Record extracts:

★ ★ ★ ★ ★

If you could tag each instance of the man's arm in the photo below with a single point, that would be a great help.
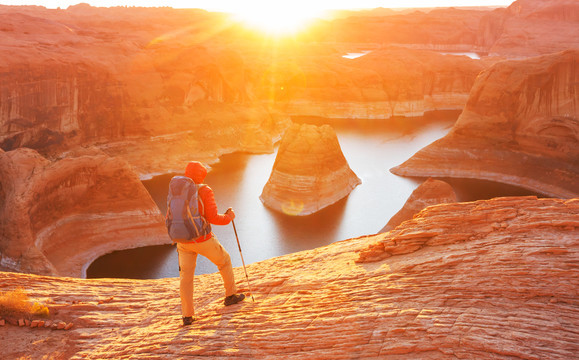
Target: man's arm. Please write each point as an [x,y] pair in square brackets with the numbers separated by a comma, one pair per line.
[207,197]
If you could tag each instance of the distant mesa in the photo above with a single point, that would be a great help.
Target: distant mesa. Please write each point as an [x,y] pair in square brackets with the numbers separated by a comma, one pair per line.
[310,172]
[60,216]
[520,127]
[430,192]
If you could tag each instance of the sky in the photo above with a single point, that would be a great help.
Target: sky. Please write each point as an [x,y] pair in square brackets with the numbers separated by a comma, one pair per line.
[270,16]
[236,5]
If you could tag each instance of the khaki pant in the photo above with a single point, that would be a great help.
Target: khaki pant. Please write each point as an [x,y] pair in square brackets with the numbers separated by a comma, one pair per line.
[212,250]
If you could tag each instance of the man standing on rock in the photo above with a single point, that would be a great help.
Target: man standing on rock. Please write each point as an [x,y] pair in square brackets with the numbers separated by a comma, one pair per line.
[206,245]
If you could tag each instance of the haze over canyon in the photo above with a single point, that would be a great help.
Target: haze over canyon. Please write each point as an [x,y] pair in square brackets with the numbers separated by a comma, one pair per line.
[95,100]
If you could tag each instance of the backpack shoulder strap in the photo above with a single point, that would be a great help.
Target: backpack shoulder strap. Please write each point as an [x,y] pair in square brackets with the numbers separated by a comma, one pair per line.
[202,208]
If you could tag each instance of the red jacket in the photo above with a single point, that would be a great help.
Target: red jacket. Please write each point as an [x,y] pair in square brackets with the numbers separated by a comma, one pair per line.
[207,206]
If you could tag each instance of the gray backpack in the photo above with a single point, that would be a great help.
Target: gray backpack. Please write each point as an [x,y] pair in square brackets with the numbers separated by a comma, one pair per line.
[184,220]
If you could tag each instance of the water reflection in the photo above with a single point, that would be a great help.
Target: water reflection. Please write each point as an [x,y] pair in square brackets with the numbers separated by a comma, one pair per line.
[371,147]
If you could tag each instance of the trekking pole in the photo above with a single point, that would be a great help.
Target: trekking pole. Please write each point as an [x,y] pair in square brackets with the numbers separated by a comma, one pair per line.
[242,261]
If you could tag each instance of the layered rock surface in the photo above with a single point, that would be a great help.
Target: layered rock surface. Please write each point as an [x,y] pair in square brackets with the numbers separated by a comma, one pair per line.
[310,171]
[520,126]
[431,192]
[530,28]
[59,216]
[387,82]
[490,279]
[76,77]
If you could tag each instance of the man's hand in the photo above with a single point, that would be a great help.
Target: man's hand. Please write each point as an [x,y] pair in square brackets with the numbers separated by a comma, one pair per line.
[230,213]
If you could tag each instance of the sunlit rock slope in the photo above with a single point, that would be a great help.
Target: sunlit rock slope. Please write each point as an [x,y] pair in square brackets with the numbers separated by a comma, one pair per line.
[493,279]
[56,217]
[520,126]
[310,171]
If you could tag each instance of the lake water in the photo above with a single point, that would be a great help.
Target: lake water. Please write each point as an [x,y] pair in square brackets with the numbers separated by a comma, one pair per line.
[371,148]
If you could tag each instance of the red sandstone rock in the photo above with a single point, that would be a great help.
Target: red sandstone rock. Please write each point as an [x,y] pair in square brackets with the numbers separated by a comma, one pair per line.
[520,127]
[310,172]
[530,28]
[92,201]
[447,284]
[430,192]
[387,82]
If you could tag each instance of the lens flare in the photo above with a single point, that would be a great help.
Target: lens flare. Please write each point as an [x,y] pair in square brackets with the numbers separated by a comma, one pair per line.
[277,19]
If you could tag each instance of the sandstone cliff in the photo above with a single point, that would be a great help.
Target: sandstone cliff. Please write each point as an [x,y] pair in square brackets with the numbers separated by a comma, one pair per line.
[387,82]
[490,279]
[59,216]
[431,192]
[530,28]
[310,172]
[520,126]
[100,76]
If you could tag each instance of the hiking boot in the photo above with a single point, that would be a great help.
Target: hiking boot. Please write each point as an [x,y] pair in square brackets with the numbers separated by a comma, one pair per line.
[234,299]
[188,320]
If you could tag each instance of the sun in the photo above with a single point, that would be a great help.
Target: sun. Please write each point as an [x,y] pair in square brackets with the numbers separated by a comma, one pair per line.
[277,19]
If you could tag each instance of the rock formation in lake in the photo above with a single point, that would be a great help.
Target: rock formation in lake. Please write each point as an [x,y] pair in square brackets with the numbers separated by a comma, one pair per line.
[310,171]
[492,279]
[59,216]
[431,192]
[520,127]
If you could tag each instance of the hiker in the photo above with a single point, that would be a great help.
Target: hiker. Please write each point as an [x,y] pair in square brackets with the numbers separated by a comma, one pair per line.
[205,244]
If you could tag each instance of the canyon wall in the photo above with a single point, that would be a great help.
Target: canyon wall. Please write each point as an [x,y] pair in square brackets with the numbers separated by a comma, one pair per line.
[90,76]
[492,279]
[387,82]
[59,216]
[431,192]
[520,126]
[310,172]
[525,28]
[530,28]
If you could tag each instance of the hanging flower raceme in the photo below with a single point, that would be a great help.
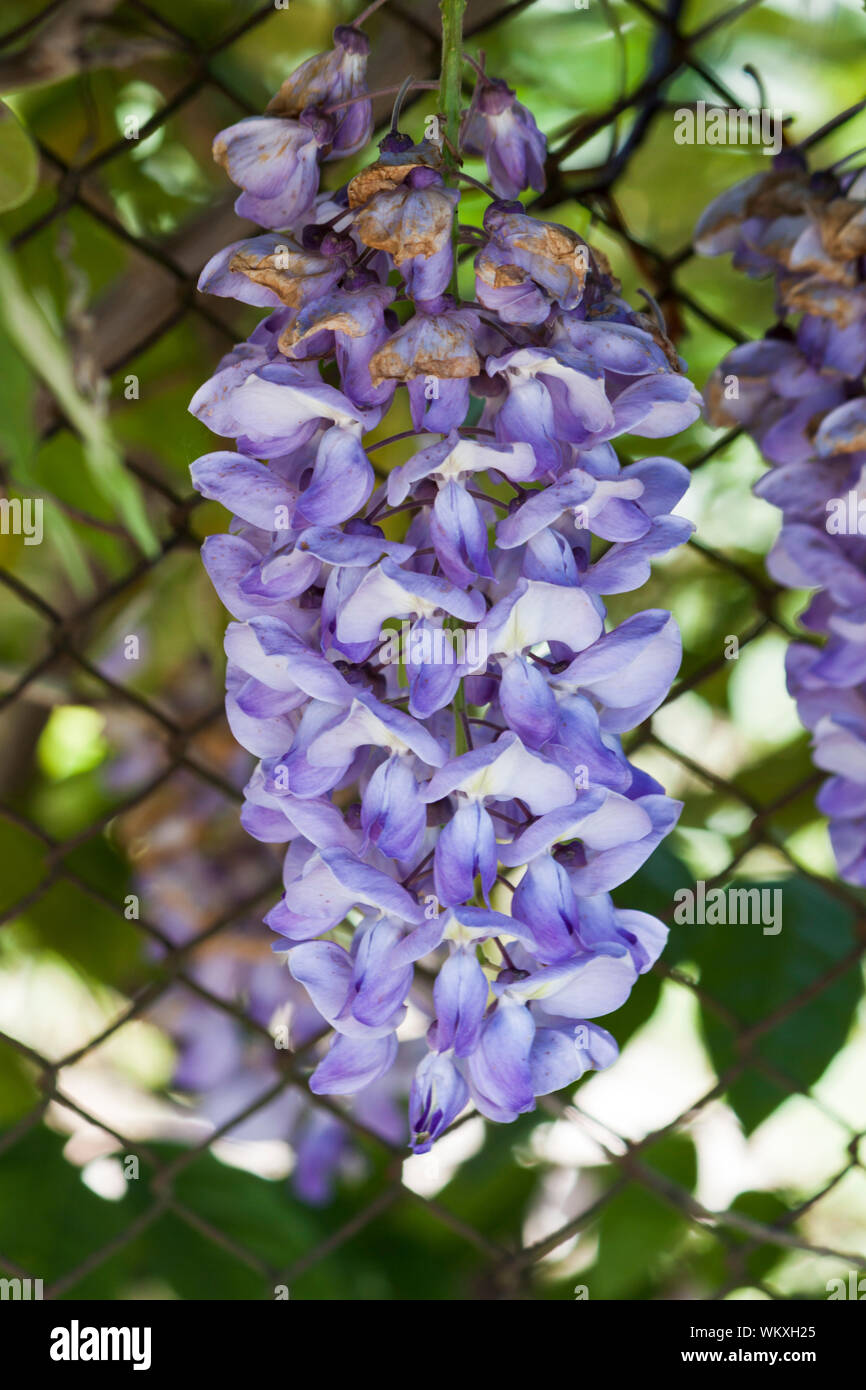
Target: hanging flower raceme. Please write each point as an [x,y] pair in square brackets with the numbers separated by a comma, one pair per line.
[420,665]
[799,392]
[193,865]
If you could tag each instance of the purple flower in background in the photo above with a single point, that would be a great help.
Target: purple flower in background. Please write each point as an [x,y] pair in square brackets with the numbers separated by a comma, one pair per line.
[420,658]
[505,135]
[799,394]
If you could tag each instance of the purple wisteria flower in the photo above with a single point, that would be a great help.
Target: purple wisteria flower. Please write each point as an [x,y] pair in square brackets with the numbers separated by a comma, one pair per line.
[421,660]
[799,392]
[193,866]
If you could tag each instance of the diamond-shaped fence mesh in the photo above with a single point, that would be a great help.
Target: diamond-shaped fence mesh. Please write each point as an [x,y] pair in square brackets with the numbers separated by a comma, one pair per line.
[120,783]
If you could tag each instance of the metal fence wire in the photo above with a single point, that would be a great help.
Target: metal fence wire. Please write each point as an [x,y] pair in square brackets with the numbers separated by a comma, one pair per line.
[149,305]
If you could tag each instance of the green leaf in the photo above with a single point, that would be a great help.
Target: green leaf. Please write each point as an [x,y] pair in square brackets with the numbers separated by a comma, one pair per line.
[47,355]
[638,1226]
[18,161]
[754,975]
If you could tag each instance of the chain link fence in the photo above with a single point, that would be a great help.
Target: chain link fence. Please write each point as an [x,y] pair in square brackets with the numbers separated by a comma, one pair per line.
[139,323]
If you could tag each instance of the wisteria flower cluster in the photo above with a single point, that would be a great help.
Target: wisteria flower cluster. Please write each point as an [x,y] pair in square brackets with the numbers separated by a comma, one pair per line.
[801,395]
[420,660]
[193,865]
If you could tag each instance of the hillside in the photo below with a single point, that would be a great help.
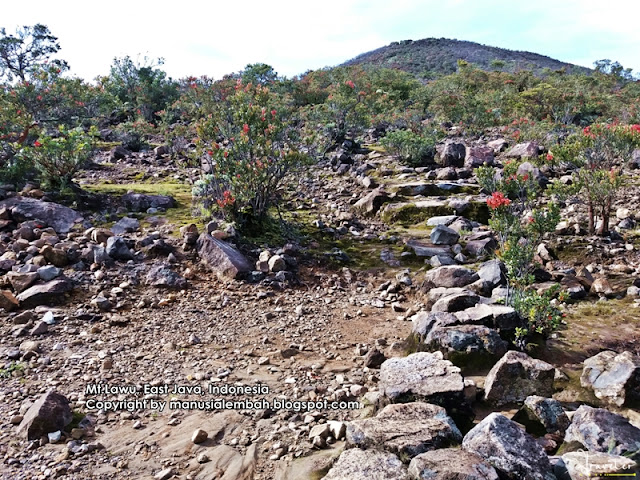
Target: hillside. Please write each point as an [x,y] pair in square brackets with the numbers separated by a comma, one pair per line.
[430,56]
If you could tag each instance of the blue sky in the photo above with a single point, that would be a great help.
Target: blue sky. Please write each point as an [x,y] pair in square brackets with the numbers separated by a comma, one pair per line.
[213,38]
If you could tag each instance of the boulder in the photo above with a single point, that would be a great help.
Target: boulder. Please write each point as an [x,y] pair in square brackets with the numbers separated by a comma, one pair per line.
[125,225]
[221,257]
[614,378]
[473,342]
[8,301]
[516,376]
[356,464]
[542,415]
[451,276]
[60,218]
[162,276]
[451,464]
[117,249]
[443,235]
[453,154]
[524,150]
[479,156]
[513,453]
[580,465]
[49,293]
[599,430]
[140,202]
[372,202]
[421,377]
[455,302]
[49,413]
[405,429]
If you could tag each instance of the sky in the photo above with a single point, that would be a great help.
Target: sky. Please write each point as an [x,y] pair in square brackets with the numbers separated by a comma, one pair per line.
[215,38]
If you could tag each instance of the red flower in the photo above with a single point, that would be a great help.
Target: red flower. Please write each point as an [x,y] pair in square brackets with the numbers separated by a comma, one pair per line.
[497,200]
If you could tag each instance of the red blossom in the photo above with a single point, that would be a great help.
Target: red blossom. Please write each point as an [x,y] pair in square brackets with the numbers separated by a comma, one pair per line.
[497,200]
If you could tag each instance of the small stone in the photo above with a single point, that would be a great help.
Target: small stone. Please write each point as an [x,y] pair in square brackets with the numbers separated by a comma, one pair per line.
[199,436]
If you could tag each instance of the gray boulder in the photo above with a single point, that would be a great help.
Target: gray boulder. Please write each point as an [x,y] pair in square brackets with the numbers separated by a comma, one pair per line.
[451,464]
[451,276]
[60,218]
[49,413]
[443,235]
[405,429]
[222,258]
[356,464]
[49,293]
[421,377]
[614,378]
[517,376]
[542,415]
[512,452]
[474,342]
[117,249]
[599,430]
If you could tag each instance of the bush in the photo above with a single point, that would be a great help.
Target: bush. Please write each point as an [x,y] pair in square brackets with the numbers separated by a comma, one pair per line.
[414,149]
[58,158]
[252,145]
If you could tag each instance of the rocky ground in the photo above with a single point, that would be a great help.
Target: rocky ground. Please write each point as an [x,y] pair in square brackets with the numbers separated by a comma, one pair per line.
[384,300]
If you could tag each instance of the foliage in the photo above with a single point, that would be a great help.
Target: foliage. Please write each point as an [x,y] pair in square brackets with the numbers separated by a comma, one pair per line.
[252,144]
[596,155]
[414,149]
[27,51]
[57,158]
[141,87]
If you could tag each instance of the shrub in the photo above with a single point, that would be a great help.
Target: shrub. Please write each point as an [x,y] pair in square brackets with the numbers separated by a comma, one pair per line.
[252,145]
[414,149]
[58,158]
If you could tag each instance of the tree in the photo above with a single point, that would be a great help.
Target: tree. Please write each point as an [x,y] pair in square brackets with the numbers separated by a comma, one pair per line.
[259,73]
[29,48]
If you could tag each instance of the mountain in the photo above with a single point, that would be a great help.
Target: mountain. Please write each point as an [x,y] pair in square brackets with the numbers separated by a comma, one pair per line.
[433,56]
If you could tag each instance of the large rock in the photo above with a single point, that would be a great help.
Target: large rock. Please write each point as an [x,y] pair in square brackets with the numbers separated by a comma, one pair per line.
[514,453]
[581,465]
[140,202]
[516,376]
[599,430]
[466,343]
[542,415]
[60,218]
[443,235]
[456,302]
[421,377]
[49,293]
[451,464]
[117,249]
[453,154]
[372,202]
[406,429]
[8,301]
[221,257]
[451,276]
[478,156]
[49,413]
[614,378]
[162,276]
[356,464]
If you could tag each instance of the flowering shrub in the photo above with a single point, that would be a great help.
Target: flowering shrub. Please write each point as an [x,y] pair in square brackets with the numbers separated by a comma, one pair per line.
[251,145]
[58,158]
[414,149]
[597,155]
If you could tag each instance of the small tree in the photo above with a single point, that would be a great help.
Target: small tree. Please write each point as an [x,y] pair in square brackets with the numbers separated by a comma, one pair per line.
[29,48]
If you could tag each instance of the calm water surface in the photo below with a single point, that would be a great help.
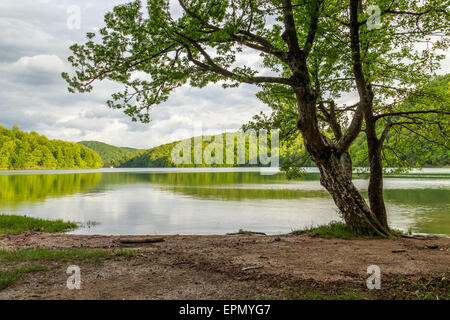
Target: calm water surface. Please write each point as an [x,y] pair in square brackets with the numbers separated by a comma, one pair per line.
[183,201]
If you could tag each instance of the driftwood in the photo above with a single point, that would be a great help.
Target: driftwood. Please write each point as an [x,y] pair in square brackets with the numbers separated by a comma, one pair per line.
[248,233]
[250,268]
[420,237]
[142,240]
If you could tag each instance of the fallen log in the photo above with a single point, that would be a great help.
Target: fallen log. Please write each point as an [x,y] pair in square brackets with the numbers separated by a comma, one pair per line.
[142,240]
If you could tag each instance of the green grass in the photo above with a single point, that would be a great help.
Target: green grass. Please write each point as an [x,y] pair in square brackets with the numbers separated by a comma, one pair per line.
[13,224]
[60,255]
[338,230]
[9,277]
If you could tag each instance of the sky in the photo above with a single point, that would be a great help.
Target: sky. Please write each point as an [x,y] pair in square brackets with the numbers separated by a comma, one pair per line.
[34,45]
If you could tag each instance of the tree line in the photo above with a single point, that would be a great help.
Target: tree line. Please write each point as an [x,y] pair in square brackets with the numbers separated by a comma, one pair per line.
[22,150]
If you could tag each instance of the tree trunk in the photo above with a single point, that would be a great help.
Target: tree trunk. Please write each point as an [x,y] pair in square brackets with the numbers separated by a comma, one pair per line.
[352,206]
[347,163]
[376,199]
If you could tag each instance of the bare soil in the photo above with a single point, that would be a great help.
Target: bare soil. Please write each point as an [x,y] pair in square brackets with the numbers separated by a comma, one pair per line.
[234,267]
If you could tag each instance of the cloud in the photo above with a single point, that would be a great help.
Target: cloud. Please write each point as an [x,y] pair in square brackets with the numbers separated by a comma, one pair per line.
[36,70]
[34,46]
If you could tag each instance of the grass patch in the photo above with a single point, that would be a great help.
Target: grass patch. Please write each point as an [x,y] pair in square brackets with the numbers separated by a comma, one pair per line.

★ ★ ★ ★ ★

Work to be completed: Swap "grass patch" for "lawn" in everything above from the line containing "If you could tag each instance of the cloud" down to the end of the items, and give those lines again with nothing else changed.

Reply:
If you could tag each instance of the cloud in the photo above with a single point, that would be a great help.
Target: cloud. Please write each point as an [x,y] pair in square brackets with the numbers separated by a comma, one pair per line.
[36,70]
[34,46]
If you could tag each instance of the lawn in the photo above with a single point, that would be a great help.
Target: lawn. Please write each point as an [x,y] pair in square brackets with the numbers separated by a comma, one pair per line.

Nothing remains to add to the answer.